=== TEXTAUSZUG ===
Tag 1: Wasser, Weitblick, Niemandsland


Unsere dreitägige Graveltour begann Freitags in Zittau auf gemütliche und nette Weise: im Café Schwerdtner am Markt standen die Räder ringsum den „Marsbrunnen“. Ein gewappneter Krieger steht dort seit 1585 auf einer Renaissance-Säule und kündigt mit großen Gesten an welch Anstrengungen uns auf den kommenden dreihundert Kilometer wohl erwarten würden. Vier Löwenmarken an der Säule speien Wasser in das achteckige Brunnenbassin und zeugen vom einstigen Reichtum von Zittau. Wir versammeln uns zum Tourstart.

Vor der offiziellen Begrüßung packen wir noch alle Notwendigkeiten für unterwegs als auch die abendliche Ruhe in unser Begleitfahrzeug um. Bis zur großen Willkommensrede durch Streckenchef Christian gibt’s Kaffee und Kuchen am Brunnen, genau dort wo wir uns nach gemeinsamen Abenteuern (und geteiltem Leid) auch am Sonntag wieder verabschieden würden. So rollten wir an diesem Tag gemeinsam auf unseren frisch geputzten Rädern in die grüne unendliche Weite Tschechiens hinein. 

Das gemeinsame Ziel der ersten Etappe war die Unterkunft in Pobiedna (Polen), keine vierzig Kilometer Luftlinie entfernt. Nahe des Kurorts Bad Flinsberg gelegen ist diese Region den berglüsternen Dresdner Radsportenthusiasten vor allem durch den legendären Anstieg, ach was: die kaum erklimmbare Himmelsleiter zur Heufuderbaude auf 1.050 müNN bekannt.
===
* [AUFGABEN]
**A)** Seit welchem Jahr steht laut dem Textauszug der gewappnete Krieger auf der Säule des Marsbrunnens?
**B)** Gib den Absatz des Textauszugs, der mit „Vor der offiziellen Begrüßung“ beginnt, als kurze Liste mit seinen wichtigsten Fakten wieder.
**C)** Fasse den Textauszug in zwei Sätzen zusammen.
Die anschließenden Zeilen werden hier nicht gebraucht.
=== DATENZEILEN ===
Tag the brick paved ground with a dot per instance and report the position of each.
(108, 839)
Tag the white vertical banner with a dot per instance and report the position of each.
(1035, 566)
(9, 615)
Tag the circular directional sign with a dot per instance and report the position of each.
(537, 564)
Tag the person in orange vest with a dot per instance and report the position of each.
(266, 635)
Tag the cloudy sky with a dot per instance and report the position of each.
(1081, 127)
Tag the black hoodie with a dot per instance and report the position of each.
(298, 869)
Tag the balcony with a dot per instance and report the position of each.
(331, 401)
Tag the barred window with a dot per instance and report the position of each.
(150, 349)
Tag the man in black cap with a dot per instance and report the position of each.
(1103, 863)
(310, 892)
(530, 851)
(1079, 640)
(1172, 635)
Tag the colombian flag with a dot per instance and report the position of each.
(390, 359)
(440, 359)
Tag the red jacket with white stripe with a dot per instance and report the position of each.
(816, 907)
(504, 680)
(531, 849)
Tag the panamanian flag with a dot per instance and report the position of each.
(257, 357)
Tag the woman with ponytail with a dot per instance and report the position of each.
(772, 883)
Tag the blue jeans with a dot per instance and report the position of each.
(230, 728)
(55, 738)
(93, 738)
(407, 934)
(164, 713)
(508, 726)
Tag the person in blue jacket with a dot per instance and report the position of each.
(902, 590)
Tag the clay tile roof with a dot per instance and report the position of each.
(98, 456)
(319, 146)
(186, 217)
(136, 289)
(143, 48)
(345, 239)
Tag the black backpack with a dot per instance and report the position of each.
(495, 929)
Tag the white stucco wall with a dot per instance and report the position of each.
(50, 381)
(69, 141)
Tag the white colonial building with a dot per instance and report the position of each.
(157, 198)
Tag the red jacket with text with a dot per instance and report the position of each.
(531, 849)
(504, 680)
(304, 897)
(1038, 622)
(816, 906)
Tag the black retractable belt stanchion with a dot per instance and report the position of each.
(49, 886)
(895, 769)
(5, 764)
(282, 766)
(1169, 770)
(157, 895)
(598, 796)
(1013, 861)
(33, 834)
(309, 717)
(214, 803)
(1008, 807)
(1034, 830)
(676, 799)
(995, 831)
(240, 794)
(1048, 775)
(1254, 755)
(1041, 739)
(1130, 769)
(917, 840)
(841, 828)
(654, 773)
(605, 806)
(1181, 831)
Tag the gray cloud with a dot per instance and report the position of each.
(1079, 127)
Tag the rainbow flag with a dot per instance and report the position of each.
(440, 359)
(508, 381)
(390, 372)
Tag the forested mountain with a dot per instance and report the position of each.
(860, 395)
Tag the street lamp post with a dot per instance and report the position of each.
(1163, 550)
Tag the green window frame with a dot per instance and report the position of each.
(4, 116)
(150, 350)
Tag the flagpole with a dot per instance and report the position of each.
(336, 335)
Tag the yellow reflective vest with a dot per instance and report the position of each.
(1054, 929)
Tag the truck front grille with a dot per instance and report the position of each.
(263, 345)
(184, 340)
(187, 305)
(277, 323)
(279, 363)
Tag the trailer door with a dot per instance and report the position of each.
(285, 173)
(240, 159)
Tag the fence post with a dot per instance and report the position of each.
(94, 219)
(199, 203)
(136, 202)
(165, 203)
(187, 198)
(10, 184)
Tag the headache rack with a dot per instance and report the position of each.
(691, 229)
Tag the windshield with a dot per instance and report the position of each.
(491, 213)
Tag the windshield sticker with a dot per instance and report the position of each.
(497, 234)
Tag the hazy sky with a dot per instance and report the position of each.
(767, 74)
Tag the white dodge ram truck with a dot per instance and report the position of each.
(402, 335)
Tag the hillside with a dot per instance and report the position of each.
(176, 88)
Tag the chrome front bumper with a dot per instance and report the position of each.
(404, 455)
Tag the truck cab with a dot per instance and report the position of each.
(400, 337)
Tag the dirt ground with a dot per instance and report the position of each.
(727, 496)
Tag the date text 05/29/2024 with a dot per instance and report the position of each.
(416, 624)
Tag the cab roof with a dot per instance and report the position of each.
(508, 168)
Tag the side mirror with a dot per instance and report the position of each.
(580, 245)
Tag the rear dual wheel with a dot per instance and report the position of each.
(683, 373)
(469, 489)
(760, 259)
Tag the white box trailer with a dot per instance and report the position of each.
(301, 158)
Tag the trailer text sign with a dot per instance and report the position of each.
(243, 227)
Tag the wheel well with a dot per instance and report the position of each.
===
* [LÖSUNGEN]
**A)** Seit 1585.

**B)**
- Vor der Begrüßung wird alles Nötige für unterwegs und für den Abend ins Begleitfahrzeug umgepackt.
- Bis zur Willkommensrede von Streckenchef Christian gibt es Kaffee und Kuchen am Brunnen.
- Am selben Ort verabschiedet sich die Gruppe am Sonntag wieder.
- Danach fahren alle gemeinsam auf frisch geputzten Rädern nach Tschechien.

**C)** Die dreitägige Graveltour beginnt an einem Freitag in Zittau am Marsbrunnen beim Café Schwerdtner, wo es nach Kaffee, Kuchen und einer Willkommensrede von Streckenchef Christian gemeinsam nach Tschechien losgeht. Ziel der ersten Etappe ist eine Unterkunft in Pobiedna in Polen nahe Bad Flinsberg, einer Region, die Dresdner Radsportbegeisterte vor allem durch den Anstieg zur Heufuderbaude auf 1.050 müNN kennen.